[Your assignment] Where in the listing does the string "water" appear? Copy every line that holds it.

*** Opening of Extracted information ***

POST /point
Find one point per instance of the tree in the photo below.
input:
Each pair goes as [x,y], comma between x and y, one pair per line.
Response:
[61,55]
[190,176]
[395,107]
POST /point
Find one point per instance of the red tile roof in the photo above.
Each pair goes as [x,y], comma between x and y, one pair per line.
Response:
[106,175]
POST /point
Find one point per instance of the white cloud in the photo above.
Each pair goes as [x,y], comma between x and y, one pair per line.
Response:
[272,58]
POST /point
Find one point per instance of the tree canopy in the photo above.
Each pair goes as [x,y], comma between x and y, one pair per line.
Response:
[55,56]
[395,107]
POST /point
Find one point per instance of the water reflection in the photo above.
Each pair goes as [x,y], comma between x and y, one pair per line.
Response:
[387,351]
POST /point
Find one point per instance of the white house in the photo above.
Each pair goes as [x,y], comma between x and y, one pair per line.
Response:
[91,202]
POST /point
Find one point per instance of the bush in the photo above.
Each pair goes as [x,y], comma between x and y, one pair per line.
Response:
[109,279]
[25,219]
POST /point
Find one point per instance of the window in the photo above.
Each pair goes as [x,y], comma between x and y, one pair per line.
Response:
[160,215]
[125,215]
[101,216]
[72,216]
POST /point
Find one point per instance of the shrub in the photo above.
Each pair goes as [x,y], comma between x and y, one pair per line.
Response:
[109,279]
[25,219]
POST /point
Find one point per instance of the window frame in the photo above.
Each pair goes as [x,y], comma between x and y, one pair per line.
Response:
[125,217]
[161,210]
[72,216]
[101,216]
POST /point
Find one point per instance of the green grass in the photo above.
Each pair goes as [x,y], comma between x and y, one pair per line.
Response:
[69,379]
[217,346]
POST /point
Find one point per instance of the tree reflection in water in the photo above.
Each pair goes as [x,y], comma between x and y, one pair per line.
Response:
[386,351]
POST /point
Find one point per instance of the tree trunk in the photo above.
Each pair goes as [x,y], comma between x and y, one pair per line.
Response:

*** Close of Extracted information ***

[Solution for this task]
Find one point per instance of the water reflection in the photo above.
Find one point per instance of the tree reflection in water in the photo above.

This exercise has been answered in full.